■ About this task ■
Repeat exactly the lines from the line containing "the gravel ground." to the last line of the listing, including both.

*** Block opens ***

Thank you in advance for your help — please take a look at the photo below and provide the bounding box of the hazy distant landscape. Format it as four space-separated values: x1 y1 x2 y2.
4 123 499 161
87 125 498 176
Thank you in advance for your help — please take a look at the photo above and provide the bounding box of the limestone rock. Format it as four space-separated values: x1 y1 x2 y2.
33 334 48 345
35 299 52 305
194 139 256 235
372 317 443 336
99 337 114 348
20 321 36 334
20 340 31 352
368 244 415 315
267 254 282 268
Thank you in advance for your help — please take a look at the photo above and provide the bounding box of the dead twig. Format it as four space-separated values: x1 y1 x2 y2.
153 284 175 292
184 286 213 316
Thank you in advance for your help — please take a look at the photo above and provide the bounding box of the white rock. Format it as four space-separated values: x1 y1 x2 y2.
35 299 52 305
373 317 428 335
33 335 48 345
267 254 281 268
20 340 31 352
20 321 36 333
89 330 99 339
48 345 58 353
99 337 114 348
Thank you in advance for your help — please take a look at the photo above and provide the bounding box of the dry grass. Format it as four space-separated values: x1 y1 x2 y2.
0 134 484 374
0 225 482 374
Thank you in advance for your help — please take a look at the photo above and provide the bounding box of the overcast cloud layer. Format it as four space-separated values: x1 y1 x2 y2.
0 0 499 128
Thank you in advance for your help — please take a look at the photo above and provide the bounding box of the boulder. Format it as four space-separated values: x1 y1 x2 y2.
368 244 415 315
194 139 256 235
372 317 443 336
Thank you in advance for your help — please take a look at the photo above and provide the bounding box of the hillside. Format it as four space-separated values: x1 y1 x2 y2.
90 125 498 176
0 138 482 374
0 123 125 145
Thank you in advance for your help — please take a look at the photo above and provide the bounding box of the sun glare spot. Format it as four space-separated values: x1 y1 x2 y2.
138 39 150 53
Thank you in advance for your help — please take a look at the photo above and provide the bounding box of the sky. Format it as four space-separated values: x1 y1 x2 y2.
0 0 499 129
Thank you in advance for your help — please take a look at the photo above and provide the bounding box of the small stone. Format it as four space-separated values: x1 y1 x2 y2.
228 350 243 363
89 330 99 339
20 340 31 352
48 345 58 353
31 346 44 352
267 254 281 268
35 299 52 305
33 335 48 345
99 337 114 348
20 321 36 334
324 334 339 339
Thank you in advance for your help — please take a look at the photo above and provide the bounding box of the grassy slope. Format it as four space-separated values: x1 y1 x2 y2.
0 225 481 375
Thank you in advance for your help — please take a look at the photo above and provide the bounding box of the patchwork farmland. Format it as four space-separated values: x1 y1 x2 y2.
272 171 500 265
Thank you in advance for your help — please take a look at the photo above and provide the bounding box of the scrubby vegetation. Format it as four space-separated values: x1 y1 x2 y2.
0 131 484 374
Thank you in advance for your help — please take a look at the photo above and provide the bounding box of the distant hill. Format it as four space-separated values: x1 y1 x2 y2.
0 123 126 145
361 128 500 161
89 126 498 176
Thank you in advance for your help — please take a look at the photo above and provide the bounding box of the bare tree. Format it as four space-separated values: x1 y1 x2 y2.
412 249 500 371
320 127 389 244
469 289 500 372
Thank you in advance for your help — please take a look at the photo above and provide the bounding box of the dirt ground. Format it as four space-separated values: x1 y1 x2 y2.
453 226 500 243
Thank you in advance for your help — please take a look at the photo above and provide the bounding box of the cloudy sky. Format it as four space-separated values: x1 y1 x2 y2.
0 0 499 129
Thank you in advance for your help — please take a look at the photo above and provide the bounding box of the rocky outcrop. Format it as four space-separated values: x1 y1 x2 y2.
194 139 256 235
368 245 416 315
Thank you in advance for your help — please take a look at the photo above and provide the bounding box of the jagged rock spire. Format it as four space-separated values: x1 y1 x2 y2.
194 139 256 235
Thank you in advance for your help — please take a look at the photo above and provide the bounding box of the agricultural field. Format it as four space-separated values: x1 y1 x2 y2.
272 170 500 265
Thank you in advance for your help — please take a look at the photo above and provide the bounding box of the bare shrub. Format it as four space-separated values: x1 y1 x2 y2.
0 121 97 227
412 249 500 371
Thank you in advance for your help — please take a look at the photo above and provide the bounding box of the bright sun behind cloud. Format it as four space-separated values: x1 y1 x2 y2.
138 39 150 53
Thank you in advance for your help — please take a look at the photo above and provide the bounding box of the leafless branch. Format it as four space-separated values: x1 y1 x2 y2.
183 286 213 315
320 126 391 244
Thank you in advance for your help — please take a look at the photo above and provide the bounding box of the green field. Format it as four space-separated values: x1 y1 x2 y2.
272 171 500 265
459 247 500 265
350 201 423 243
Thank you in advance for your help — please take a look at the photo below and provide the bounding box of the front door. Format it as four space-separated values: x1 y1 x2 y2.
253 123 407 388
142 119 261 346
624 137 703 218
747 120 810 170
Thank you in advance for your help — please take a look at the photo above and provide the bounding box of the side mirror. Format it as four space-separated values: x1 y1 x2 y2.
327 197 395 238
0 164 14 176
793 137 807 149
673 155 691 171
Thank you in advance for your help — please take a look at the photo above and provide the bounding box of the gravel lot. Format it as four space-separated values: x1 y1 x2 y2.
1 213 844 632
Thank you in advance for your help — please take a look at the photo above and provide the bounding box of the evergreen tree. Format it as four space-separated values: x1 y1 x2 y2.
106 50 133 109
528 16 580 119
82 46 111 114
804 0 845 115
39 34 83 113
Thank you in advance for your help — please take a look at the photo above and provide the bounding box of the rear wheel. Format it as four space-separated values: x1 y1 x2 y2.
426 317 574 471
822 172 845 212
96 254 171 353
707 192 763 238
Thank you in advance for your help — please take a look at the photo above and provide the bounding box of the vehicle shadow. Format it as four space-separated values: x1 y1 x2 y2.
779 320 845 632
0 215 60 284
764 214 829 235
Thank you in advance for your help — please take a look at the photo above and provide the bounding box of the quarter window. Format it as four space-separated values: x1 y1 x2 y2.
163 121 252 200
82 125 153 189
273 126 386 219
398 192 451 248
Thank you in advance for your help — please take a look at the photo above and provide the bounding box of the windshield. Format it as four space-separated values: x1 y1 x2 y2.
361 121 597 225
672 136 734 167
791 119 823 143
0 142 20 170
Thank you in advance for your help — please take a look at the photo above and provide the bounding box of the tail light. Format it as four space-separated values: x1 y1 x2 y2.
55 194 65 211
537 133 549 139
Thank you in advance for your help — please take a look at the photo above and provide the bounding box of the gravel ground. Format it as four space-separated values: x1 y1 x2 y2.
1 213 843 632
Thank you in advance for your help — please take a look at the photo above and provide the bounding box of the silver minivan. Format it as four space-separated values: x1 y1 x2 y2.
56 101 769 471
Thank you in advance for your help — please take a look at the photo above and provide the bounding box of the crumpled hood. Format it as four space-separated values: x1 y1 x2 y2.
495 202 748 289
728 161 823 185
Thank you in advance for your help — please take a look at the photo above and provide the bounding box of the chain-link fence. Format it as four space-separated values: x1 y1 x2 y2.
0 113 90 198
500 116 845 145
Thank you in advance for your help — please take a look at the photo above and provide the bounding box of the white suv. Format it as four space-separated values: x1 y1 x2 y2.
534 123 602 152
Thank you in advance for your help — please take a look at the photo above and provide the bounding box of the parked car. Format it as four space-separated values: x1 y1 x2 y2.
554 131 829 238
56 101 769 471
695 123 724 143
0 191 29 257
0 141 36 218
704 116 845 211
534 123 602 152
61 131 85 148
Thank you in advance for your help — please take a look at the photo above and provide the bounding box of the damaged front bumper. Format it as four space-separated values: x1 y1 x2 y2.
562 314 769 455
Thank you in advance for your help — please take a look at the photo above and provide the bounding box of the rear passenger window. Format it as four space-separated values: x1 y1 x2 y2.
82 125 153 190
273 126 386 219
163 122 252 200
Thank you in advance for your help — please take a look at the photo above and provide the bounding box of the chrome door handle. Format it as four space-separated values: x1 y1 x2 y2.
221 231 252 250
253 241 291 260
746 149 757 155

*** Block closes ***

■ Answer space ■
Thank you in advance for your help — please take a look at the photo above and provide the bounding box of the gravel ground. Format it as four space-separated values: x1 y1 x2 y2.
1 213 843 632
Thank you in advance for your help — please take a look at the photo above and provide the bounding box of the silver minivan. Format it as four space-separated values: x1 y1 x2 y2.
56 101 769 471
Thank you in advance for your help — please take a look at the photo above and provide the bounding box of the crumpled hood. Format it as four space-separated values: x1 y1 x2 y2.
495 202 748 289
728 161 823 185
Thank you in advance for your help — please take a look at the photo above and provide the bounding box of the chain-link fence. Format it as four space-separated values: x1 y1 x2 y2.
0 113 90 198
500 116 845 145
Thank you in advance for your help — please take a look at the photo above and provide the bounding box of the white suv. Format it as four space-separated values: x1 y1 x2 y2.
534 123 602 152
Thank you in advance for your help — please take a look at the photo above and provide the bounding box of the parked car. Format it as four space-separated values: x1 y1 x2 y2.
554 131 829 238
56 101 769 471
695 123 724 143
0 191 29 257
0 141 36 218
704 116 845 211
534 123 602 152
61 131 85 148
Thank you in advance for your help — please take a look at the photo above and provide the bounding box of the damaged front bumper. Format it as four space-separated values: x1 y1 x2 y2.
562 314 769 455
Thank you in advance for your help — please take a look at the photo above and provide the bounding box of the rear passenger window. Format it as four space-separated values: x1 y1 x2 y2.
82 125 153 190
273 126 386 219
163 122 252 200
Thank you in advance for your help — please take a look at the photo above and provide the bounding box of the chrome door handle. Format it as four space-separated values: x1 y1 x2 y2.
221 231 252 250
253 241 291 260
746 149 757 155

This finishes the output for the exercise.